Top of TASK INPUTS

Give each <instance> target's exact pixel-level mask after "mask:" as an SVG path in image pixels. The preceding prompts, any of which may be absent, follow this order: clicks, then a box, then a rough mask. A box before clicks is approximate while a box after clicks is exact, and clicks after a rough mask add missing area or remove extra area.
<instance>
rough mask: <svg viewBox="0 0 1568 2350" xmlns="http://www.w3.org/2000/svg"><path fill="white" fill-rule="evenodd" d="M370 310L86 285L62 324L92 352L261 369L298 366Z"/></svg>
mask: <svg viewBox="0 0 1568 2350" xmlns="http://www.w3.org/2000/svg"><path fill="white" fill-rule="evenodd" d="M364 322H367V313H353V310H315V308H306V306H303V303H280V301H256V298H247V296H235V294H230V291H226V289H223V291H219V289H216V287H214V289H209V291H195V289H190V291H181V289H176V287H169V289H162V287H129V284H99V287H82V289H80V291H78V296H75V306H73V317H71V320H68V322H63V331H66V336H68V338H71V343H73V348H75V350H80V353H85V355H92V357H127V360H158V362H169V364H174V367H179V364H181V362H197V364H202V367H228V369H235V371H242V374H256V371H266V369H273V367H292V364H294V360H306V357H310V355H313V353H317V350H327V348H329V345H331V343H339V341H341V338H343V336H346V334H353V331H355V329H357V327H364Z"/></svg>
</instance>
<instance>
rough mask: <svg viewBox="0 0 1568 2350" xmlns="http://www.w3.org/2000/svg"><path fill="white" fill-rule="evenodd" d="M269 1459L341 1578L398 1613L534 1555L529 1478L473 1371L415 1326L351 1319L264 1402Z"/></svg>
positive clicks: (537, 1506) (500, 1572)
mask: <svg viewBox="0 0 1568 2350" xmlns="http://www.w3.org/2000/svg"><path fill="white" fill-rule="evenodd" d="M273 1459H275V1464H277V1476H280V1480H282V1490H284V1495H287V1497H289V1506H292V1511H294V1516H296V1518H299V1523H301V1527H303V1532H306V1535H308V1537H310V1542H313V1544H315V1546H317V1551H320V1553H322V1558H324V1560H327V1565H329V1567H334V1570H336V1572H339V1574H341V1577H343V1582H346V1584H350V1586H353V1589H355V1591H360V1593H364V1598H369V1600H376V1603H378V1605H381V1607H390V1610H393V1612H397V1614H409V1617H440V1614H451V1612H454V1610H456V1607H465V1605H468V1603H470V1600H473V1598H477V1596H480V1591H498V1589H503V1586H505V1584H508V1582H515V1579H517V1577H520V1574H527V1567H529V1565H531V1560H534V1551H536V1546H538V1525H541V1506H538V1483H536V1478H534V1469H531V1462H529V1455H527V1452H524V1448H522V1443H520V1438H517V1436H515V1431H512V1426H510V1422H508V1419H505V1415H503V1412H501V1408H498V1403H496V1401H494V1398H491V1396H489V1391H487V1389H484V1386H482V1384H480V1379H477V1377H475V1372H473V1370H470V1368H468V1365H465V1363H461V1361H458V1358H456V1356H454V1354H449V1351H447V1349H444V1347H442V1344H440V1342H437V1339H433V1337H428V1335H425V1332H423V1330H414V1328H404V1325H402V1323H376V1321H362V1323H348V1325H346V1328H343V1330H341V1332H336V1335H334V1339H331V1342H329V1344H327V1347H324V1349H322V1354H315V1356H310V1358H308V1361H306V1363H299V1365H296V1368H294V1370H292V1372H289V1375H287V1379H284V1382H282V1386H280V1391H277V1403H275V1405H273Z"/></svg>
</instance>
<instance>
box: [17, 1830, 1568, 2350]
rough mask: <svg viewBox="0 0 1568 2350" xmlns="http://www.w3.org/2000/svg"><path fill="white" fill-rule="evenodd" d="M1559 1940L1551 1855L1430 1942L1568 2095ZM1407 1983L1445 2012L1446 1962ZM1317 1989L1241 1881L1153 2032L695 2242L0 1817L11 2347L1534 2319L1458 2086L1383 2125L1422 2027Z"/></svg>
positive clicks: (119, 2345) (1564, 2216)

Bottom of TASK INPUTS

— DIRECTIONS —
Repeat the material above exactly.

— RESPONSE TO THIS TASK —
Give each <instance> target's exact pixel-level mask after "mask:" as an SVG path in image pixels. The preceding prompts, any of which may be absent, follow this order: clicks, then a box, then a rough mask. A box before clicks is approximate while a box after clicks is exact, and clicks after a rough mask add missing area or remove extra area.
<instance>
rough mask: <svg viewBox="0 0 1568 2350" xmlns="http://www.w3.org/2000/svg"><path fill="white" fill-rule="evenodd" d="M370 310L86 285L62 324L92 352L261 369L298 366Z"/></svg>
mask: <svg viewBox="0 0 1568 2350" xmlns="http://www.w3.org/2000/svg"><path fill="white" fill-rule="evenodd" d="M364 322H367V313H353V310H315V308H306V306H303V303H280V301H256V298H247V296H235V294H230V291H226V289H223V291H219V289H216V287H214V289H209V291H195V289H190V291H181V289H176V287H169V289H162V287H129V284H99V287H82V289H80V291H78V296H75V306H73V317H71V320H68V322H63V331H66V336H68V338H71V343H73V348H75V350H80V353H85V355H92V357H127V360H158V362H169V364H174V367H179V364H181V362H197V364H202V367H228V369H235V371H242V374H256V371H266V369H273V367H292V364H294V360H306V357H310V355H313V353H317V350H327V348H329V345H331V343H339V341H341V338H343V336H346V334H353V331H355V329H357V327H364Z"/></svg>
</instance>
<instance>
rough mask: <svg viewBox="0 0 1568 2350" xmlns="http://www.w3.org/2000/svg"><path fill="white" fill-rule="evenodd" d="M269 1459L341 1578L398 1613L534 1555L529 1478L473 1371L415 1326L351 1319L264 1402Z"/></svg>
positive clicks: (537, 1506) (500, 1572)
mask: <svg viewBox="0 0 1568 2350" xmlns="http://www.w3.org/2000/svg"><path fill="white" fill-rule="evenodd" d="M273 1459H275V1464H277V1476H280V1480H282V1490H284V1495H287V1497H289V1506H292V1511H294V1516H296V1518H299V1523H301V1527H303V1532H306V1535H308V1537H310V1542H313V1544H315V1546H317V1551H320V1553H322V1558H324V1560H327V1565H329V1567H334V1570H336V1572H339V1574H341V1577H343V1582H346V1584H350V1586H353V1589H355V1591H360V1593H364V1598H369V1600H376V1603H378V1605H381V1607H390V1610H393V1612H397V1614H409V1617H440V1614H451V1612H454V1610H456V1607H465V1605H468V1603H470V1600H473V1598H477V1596H480V1591H498V1589H503V1586H505V1584H508V1582H515V1579H517V1577H520V1574H527V1567H529V1565H531V1560H534V1551H536V1546H538V1525H541V1506H538V1483H536V1478H534V1469H531V1462H529V1455H527V1452H524V1448H522V1443H520V1438H517V1436H515V1431H512V1426H510V1422H508V1419H505V1415H503V1412H501V1408H498V1403H496V1401H494V1398H491V1396H489V1391H487V1389H484V1386H482V1384H480V1379H477V1377H475V1372H473V1370H470V1368H468V1365H465V1363H461V1361H458V1358H456V1356H454V1354H449V1351H447V1349H444V1347H442V1344H440V1342H437V1339H433V1337H428V1335H425V1332H423V1330H414V1328H404V1325H402V1323H376V1321H362V1323H348V1325H346V1328H343V1330H341V1332H336V1335H334V1339H331V1342H329V1344H327V1347H324V1349H322V1354H315V1356H310V1358H308V1361H306V1363H299V1365H296V1368H294V1370H292V1372H289V1375H287V1379H284V1382H282V1386H280V1391H277V1403H275V1405H273Z"/></svg>
</instance>
<instance>
box: [17, 1830, 1568, 2350]
rough mask: <svg viewBox="0 0 1568 2350" xmlns="http://www.w3.org/2000/svg"><path fill="white" fill-rule="evenodd" d="M1559 1940L1551 1855L1430 1942L1568 2095ZM1407 1983L1445 2012L1446 1962ZM1317 1989L1241 1881L1153 2032L695 2242L0 1817L11 2347L1534 2319L1458 2086L1383 2125L1422 2027Z"/></svg>
positive clicks: (119, 2345) (1564, 2216)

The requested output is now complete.